PASSAGE PROVIDED:
★ ★ ★ ★ ★ ★ ★

As I mentioned in the previous post (this one, the first one), we use Apache Thrift for lots of stuff at Via and we like it lots. Still, sometimes there are little things that get our hackles up. One such little thing is the way Thrift checks types and required fields in Python (and other scripting languages, I presume), which is to say the ways in which Thrift doesn’t really check types and required fields in Python. 

Let’s start with a little Thrift code (full file is on GitHub).

namespace py avi.thrift.validation.example

struct Point {
	1: required double x;
	2: required double y;

struct Place {
	1: required string name;
	2: required Point location;
	3: optional string review;

This sample defines a 2-d point structure and a structure for holding a “place” - a store or business, say - that has a name, location and an optional review. I compiled these structures to Python objects and started playing with them in ipython. 

In [1]: from avi.thrift.validation.example.ttypes import Place, Point

In [2]: p = Point(x=1.5, y=2.75)

In [3]: p.validate()

In [4]: p = Point(x=1.5)

In [5]: p.validate()

TProtocolException: Required field y is unset!

So validation of Point structures works as expected: when required fields are absent, validate() raises and exception. Let’s try something similar with the Place structure:

In [9]: place = Place(name="avis place")

In [10]: place.validate()

TProtocolException: Required field location is unset!

In [11]: place = Place(name="avis place", location=Point(x=1.5))

In [12]: place.validate()

In [13]: place = Place(name="avis place", location="asdf")

In [14]: place.validate()

In [15]:

Note that validate() complains when place.location is None, but it doesn’t mind if place.location is set to an invalid (incomplete) Point structure. Worse yet, it doesn’t care if I set place.location to a string instead of a Point. The validate() method is completely indifferent to type information - it simply checks that required fields are not None. On top of that, validate() does not descend recursively into the attributes of the Place structure (or any other structure) to check that they too are valid.

★ ★ ★ ★ ★ ★ ★

STORED RECORDS:
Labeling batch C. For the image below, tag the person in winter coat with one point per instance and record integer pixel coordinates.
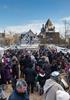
(30, 75)
(20, 93)
(51, 87)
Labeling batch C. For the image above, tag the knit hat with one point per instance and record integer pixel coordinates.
(20, 83)
(55, 74)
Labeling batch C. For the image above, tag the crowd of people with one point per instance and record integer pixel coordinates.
(35, 67)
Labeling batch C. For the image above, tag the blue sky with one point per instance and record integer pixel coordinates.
(19, 12)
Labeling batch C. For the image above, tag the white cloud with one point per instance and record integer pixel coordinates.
(35, 26)
(66, 18)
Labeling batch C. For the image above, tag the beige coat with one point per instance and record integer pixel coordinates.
(50, 89)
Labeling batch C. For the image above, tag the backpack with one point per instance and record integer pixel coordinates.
(62, 95)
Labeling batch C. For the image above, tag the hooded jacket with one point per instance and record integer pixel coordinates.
(50, 89)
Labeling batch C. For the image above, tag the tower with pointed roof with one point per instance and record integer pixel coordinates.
(49, 26)
(48, 33)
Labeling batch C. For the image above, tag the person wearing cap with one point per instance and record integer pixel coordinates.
(51, 87)
(20, 93)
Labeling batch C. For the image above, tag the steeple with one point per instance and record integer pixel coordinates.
(49, 26)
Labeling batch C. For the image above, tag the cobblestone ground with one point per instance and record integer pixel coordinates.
(34, 96)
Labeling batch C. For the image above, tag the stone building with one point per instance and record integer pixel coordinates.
(29, 38)
(48, 34)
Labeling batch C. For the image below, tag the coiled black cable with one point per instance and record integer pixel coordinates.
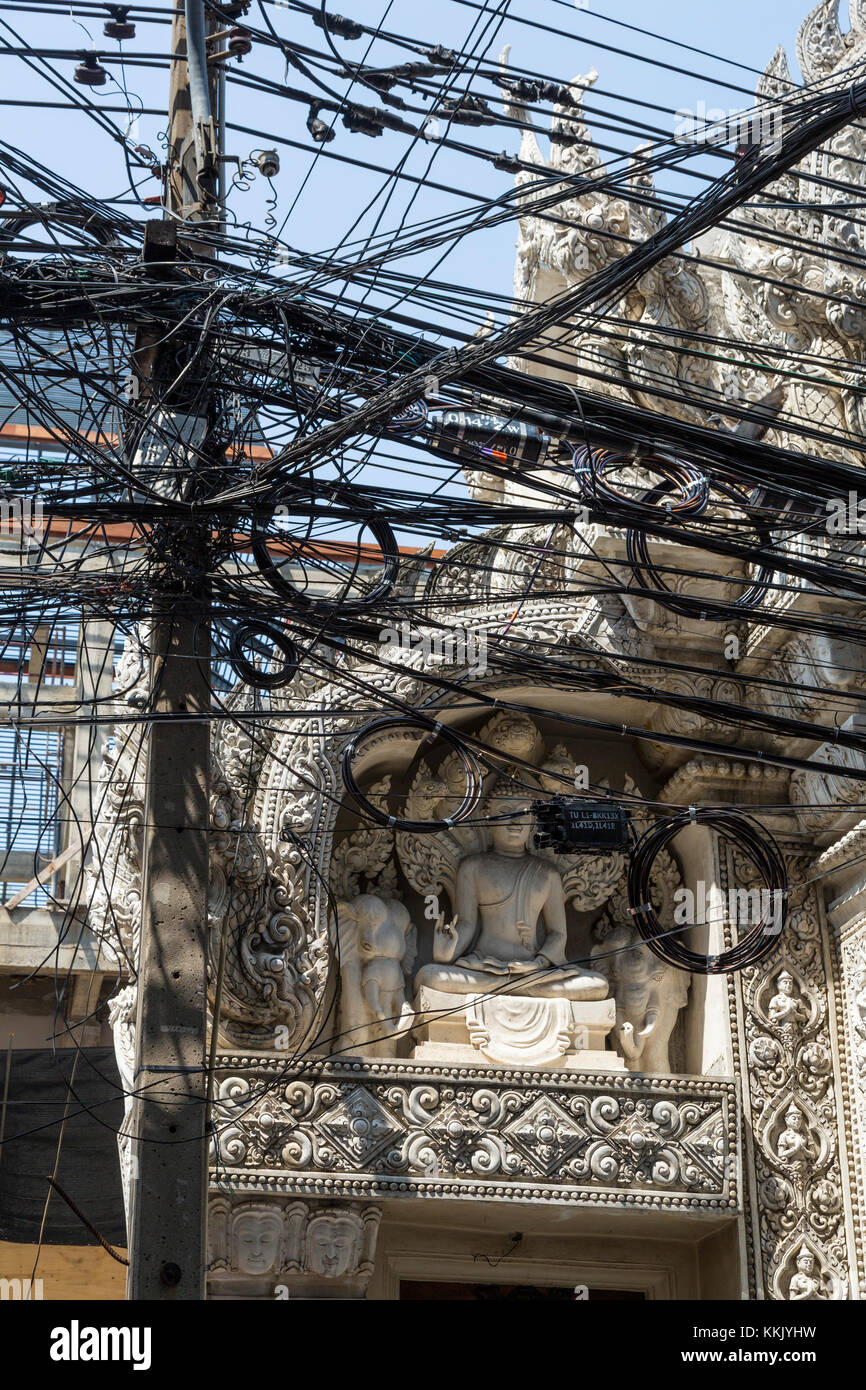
(648, 577)
(762, 851)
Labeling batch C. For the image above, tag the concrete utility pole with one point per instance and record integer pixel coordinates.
(167, 1251)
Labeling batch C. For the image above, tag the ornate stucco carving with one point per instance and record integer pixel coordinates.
(794, 1101)
(407, 1129)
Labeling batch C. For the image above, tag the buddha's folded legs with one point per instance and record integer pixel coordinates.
(558, 984)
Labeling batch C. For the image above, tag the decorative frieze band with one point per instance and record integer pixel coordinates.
(362, 1129)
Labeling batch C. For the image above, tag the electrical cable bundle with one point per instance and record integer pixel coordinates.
(758, 845)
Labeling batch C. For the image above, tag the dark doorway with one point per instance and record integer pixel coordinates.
(416, 1289)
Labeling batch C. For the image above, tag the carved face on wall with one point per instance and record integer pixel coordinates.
(256, 1237)
(332, 1244)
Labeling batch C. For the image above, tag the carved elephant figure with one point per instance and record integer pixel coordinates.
(648, 995)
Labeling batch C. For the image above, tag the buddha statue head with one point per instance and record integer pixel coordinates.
(334, 1243)
(256, 1237)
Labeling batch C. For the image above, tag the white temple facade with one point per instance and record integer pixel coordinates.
(388, 1123)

★ ★ ★ ★ ★ ★ ★

GOAL:
Rewrite the paragraph in the Thrift validation post that begins "Note that validate() complains" as a short bulleted list that keeps its main facts. The material is not needed here.

RESPONSE BELOW:
- validate() complains when place.location is None.
- It accepts place.location set to an invalid, incomplete Point.
- It also accepts a string in place of a Point.
- It ignores type information and checks only that required fields are not None.
- It does not descend recursively into the attributes of Place or any other structure to check that they are valid.